> [What the task requires] Transcribe precisely those lines of the listing that fall between the line containing "the gravel ground" and the last line, inclusive of both.

(Pointing dataset excerpts)
# # # # #
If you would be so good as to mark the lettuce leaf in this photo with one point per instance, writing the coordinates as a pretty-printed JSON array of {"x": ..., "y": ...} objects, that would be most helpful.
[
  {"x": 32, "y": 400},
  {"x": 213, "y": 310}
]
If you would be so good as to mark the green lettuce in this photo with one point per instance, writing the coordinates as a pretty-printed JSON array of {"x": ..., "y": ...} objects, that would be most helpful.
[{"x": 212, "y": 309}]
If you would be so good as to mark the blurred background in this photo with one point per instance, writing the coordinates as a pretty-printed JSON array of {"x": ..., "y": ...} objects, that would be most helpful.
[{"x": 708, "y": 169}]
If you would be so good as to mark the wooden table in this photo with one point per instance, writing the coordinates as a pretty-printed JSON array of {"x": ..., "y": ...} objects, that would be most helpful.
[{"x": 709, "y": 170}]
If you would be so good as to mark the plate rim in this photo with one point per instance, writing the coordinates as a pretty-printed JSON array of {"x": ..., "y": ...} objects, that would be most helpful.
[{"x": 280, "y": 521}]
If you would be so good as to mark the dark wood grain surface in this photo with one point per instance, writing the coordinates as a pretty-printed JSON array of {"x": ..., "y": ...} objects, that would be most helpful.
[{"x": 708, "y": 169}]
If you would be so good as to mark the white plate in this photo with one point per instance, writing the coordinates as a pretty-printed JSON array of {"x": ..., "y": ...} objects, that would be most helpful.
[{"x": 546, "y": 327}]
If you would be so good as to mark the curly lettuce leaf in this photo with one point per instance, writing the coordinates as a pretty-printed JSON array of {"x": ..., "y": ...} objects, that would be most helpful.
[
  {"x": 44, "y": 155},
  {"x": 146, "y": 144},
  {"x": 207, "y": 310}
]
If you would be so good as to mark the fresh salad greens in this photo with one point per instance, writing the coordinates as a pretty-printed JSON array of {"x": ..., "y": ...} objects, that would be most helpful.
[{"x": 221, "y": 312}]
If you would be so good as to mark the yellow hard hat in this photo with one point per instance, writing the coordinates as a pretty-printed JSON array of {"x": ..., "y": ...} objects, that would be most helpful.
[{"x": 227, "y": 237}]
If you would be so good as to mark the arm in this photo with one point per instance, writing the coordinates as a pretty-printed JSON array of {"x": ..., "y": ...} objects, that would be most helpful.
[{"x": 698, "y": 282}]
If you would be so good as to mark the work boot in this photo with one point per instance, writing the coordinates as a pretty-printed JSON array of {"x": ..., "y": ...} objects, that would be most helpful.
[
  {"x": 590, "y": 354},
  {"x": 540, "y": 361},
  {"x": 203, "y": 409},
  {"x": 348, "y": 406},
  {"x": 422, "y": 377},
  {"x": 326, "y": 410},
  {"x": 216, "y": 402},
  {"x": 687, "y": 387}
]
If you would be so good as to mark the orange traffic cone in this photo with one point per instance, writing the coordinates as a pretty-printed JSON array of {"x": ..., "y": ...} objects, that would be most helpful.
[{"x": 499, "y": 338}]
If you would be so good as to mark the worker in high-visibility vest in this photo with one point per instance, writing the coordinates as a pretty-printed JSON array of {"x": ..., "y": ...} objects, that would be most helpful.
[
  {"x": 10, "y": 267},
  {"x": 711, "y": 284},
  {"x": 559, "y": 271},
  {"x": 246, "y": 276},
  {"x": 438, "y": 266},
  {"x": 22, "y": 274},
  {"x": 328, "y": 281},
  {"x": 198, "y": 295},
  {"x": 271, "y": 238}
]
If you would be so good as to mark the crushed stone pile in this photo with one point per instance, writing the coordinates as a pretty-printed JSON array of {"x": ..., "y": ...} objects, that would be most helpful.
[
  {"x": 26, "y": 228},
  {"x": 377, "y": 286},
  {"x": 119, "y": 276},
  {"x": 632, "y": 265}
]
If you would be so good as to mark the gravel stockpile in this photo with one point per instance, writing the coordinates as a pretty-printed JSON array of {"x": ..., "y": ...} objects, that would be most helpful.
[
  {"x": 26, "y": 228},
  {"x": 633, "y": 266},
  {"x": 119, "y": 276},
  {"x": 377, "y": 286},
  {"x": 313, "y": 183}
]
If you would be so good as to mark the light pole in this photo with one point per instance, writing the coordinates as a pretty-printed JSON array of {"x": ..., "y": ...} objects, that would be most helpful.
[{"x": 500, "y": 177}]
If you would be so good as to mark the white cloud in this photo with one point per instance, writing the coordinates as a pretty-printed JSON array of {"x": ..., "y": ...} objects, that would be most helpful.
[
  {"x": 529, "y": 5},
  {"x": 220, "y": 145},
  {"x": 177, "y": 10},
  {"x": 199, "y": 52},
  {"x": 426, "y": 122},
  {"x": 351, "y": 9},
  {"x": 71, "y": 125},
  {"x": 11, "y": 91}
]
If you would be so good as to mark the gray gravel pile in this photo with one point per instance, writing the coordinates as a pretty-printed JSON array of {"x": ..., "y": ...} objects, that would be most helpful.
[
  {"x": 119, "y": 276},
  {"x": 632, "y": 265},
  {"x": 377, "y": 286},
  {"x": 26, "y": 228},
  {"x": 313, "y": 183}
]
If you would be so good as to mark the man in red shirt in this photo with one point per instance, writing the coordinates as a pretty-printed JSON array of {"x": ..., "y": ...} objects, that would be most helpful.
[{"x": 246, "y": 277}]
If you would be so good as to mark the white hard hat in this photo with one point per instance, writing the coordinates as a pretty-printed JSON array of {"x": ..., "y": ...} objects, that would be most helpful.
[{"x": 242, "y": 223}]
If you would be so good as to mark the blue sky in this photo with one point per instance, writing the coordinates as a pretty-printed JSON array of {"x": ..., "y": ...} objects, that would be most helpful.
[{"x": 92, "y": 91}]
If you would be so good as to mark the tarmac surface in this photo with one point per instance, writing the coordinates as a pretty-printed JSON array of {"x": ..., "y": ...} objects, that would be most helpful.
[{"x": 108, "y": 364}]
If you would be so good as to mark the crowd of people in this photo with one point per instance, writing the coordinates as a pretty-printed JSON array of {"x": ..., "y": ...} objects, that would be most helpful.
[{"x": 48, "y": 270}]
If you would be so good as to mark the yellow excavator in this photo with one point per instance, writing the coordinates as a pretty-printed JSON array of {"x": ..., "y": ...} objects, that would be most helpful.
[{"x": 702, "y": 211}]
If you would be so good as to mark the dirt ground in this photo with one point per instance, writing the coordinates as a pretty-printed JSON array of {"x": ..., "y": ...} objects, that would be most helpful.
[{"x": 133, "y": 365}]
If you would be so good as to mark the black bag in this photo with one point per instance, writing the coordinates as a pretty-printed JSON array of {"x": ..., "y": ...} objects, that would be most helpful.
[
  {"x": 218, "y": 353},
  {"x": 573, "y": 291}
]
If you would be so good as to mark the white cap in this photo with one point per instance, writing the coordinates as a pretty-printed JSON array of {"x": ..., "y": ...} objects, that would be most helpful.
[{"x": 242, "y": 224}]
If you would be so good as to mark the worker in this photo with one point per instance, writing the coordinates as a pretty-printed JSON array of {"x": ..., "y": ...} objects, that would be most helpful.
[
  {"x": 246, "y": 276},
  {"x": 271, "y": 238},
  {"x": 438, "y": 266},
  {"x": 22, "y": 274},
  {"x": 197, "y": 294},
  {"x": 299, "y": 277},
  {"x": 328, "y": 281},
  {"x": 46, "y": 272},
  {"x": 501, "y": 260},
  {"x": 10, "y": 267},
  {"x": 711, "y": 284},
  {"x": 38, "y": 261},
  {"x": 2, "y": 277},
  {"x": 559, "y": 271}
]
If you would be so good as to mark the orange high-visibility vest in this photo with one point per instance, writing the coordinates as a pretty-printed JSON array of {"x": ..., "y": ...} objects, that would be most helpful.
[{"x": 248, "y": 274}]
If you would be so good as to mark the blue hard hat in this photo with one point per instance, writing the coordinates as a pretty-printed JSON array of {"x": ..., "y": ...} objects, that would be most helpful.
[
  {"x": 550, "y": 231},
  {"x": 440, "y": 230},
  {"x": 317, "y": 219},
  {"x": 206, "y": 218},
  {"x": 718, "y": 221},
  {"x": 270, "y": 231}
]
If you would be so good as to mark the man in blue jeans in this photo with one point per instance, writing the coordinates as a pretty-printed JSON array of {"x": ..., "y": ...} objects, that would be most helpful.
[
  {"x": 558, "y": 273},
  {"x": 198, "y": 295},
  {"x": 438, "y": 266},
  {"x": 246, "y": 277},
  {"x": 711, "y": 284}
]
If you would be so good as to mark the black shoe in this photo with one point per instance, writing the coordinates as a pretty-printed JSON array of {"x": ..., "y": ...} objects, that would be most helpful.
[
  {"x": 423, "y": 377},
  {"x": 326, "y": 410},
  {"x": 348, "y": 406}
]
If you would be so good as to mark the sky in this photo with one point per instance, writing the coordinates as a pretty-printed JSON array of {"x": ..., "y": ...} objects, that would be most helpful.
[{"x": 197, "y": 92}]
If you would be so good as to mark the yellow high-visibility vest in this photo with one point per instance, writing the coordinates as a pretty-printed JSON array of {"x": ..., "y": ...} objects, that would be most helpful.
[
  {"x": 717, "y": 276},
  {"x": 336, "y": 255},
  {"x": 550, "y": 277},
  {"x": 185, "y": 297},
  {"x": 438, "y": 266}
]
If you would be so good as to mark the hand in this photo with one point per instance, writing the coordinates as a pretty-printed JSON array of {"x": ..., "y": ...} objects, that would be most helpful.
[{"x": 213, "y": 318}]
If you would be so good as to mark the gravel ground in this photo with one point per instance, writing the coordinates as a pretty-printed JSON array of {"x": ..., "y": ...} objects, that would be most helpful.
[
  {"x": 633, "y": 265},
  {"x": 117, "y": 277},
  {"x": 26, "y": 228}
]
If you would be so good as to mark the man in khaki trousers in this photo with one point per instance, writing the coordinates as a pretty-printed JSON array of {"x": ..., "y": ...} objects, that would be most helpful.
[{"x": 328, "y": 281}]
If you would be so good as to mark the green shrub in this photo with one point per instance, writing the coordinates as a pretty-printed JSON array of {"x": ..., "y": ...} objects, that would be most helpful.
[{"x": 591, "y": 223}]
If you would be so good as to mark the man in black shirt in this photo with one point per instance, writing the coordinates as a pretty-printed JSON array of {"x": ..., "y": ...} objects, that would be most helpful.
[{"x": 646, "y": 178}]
# # # # #
> [Answer to this exercise]
If you would be so good as to mark the gravel ground in this photo with one point per instance, writing the coordinates as a pretty-printed JSON array of {"x": ..., "y": ...} objects, that would be most helpful.
[
  {"x": 633, "y": 265},
  {"x": 117, "y": 277},
  {"x": 26, "y": 228}
]
If you would be so good as to mark the man in khaki trousers in this photo with one point per instance, writing the coordinates as a pretty-printed JSON array of {"x": ..., "y": ...} objects, that would be most helpful.
[{"x": 328, "y": 281}]
If you would be so good as to mark the green shrub in this photo with one point per instance, writing the coordinates as a pretty-printed JSON array of {"x": ..., "y": ...} objects, that would be most helpful.
[{"x": 591, "y": 223}]
If you would be so good as to mark the man in black shirt in this photo with one point per instance, writing the coordinates as a pretty-printed JSON array of {"x": ..., "y": ...} objects, that would be most helpful.
[{"x": 646, "y": 178}]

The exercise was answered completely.